-- start Records for processing --
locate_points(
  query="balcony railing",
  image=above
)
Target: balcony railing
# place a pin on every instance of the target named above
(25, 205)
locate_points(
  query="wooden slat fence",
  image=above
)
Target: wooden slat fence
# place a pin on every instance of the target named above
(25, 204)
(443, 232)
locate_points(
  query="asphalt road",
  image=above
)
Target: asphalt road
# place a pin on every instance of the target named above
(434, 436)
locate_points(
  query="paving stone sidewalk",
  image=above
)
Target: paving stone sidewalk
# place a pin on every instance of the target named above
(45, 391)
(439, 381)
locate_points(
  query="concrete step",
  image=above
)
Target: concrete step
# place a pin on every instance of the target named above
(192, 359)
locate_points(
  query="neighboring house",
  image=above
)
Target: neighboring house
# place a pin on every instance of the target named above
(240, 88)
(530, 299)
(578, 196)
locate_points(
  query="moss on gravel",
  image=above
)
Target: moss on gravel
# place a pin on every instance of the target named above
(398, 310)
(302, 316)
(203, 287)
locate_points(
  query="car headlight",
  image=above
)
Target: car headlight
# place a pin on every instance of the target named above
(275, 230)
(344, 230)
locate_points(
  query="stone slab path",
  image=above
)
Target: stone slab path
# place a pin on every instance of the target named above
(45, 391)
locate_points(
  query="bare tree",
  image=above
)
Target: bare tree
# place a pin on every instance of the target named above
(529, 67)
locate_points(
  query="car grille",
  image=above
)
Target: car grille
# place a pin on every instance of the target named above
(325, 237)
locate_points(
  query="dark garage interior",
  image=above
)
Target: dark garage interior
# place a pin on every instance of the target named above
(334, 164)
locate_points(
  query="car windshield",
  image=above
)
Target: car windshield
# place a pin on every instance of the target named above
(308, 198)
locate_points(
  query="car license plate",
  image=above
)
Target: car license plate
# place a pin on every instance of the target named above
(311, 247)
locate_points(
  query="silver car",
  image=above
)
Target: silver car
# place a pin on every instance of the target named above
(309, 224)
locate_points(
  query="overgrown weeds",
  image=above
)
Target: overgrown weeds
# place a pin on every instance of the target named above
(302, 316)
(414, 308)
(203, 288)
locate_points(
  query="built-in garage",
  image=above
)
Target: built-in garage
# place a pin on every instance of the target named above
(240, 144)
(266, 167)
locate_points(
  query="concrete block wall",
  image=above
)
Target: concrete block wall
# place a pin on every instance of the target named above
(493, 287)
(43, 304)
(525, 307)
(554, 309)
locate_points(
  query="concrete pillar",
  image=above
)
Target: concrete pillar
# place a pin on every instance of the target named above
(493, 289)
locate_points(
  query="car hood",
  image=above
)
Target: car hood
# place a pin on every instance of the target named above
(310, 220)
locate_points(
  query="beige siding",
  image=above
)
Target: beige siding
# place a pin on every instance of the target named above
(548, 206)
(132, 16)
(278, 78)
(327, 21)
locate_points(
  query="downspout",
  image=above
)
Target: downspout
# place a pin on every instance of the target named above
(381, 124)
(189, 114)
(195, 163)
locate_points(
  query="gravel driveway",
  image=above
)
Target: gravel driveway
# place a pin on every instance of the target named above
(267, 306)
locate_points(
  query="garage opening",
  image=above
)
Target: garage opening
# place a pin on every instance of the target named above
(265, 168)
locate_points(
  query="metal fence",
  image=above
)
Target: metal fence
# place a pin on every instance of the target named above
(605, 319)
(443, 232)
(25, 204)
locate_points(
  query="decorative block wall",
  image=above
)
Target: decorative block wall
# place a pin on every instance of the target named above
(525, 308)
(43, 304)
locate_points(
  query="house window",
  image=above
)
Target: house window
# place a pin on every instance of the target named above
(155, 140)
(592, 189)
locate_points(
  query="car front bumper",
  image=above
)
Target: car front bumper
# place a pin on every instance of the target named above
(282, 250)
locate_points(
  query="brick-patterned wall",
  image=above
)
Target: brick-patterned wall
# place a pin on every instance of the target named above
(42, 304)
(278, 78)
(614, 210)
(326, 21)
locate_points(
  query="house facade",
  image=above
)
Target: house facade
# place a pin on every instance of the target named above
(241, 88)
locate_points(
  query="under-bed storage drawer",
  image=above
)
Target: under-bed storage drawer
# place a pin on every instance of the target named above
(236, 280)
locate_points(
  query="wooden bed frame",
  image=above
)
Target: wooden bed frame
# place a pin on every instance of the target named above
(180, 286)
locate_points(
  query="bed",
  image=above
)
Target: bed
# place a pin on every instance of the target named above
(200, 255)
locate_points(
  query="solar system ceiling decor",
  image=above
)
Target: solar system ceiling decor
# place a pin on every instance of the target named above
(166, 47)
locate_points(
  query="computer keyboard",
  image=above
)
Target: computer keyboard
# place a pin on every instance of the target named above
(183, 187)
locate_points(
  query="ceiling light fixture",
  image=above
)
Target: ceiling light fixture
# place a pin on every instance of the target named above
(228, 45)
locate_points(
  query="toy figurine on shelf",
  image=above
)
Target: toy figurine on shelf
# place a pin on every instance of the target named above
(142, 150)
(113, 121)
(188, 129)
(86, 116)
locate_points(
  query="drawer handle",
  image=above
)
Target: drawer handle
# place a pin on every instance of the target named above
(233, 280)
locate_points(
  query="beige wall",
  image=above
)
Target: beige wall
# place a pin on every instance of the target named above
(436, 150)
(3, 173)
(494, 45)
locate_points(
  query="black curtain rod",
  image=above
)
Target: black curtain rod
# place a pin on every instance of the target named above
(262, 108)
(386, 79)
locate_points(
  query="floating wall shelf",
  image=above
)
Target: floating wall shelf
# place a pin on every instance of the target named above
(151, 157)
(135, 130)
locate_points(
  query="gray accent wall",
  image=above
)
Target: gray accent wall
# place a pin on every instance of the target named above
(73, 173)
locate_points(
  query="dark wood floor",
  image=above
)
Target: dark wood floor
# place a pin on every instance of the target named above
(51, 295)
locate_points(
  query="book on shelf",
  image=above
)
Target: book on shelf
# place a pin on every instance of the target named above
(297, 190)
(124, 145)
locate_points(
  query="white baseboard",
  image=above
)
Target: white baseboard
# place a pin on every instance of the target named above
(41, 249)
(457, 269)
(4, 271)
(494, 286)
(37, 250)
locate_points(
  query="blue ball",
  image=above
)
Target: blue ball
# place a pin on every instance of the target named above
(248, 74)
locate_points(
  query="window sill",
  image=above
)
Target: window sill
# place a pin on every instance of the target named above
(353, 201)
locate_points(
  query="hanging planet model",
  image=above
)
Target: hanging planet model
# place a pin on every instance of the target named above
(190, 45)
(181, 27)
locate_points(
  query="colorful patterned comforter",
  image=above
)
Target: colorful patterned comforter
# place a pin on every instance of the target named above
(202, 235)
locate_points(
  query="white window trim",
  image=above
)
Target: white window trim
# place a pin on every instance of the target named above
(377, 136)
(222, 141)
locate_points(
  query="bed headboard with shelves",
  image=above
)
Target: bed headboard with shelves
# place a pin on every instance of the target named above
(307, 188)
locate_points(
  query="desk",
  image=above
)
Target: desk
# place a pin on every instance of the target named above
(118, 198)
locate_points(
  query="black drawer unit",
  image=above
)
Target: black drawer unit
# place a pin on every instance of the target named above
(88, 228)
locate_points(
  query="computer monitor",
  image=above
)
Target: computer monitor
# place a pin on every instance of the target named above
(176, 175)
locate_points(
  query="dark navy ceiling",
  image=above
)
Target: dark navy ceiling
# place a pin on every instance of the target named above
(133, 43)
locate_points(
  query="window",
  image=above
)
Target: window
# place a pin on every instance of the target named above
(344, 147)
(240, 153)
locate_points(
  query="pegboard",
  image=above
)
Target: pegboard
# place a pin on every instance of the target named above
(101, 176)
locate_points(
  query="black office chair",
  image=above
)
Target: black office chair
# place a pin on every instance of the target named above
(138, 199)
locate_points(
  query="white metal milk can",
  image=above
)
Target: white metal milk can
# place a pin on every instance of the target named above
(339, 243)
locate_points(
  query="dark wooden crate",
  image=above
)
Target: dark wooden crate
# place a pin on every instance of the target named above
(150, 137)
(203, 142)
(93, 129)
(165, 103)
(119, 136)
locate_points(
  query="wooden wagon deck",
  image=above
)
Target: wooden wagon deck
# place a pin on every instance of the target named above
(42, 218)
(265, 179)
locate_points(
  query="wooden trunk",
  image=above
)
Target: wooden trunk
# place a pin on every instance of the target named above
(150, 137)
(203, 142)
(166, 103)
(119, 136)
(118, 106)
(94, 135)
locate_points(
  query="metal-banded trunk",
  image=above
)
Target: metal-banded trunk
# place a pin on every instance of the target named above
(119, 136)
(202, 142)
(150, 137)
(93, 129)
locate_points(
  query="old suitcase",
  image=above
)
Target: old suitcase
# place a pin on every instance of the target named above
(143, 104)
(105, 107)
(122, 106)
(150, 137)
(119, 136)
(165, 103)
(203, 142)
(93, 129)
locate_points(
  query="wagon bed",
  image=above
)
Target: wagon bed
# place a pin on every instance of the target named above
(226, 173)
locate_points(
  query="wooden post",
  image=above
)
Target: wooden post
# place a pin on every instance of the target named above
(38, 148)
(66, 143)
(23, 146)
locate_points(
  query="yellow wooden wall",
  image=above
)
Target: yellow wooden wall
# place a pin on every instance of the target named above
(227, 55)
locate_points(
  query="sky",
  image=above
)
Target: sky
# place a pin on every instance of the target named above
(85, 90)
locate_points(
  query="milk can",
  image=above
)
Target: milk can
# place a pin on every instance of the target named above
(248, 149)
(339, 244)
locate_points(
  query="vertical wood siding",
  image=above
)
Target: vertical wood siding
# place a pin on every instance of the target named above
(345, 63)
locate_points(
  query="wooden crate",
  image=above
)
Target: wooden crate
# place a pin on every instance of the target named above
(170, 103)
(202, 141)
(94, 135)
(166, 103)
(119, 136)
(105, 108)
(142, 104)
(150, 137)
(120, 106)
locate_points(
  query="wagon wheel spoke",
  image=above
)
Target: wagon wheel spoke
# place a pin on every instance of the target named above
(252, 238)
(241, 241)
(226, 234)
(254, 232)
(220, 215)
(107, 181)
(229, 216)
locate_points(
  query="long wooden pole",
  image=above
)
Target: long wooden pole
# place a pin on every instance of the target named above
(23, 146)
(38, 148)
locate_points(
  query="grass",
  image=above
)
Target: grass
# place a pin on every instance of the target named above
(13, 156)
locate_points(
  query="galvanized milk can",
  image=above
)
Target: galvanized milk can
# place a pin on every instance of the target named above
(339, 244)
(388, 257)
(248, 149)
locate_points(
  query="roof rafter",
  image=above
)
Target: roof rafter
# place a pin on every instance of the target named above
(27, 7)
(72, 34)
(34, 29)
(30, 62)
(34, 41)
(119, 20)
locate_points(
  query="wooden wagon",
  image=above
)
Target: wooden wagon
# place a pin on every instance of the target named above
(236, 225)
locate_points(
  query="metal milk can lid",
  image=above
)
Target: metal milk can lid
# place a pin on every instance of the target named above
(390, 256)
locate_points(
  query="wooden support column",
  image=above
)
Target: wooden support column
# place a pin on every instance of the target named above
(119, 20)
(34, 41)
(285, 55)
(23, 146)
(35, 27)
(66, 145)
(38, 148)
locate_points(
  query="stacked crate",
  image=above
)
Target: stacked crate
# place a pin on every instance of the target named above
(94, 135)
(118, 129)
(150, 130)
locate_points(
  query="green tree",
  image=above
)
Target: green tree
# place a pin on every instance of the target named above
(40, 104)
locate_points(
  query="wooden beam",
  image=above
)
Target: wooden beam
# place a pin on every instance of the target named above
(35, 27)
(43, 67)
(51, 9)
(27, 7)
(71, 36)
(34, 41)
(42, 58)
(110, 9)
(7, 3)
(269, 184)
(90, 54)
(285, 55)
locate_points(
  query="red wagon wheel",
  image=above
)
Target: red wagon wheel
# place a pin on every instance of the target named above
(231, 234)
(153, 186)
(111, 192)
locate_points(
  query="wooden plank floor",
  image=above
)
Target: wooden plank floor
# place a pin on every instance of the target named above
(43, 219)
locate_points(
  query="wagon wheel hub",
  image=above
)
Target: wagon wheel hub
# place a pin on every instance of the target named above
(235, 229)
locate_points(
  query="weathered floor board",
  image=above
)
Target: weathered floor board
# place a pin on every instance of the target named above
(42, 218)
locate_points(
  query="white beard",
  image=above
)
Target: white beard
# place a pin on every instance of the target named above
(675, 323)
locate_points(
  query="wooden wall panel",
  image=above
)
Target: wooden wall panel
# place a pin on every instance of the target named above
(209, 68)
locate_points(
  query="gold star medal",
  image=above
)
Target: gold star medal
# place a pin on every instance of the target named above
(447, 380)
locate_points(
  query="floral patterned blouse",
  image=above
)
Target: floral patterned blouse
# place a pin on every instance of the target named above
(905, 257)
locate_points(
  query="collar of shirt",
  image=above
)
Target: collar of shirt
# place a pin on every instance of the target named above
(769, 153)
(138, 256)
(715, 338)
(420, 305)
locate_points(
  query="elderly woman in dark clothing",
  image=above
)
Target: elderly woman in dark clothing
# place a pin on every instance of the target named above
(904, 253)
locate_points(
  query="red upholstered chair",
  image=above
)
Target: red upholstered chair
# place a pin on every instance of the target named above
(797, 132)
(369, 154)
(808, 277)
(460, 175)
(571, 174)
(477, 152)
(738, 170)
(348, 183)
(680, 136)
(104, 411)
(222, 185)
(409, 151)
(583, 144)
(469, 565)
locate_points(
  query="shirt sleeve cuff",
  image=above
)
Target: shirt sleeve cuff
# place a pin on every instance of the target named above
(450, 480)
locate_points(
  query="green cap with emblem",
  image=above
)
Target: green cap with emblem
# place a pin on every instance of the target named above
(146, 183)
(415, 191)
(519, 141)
-- end Records for processing --
Written task — Find every line above that contains the word "plate", matching case exactly, and copy each of those lines in full.

Correct result —
  query="car license plate",
Target: car license plate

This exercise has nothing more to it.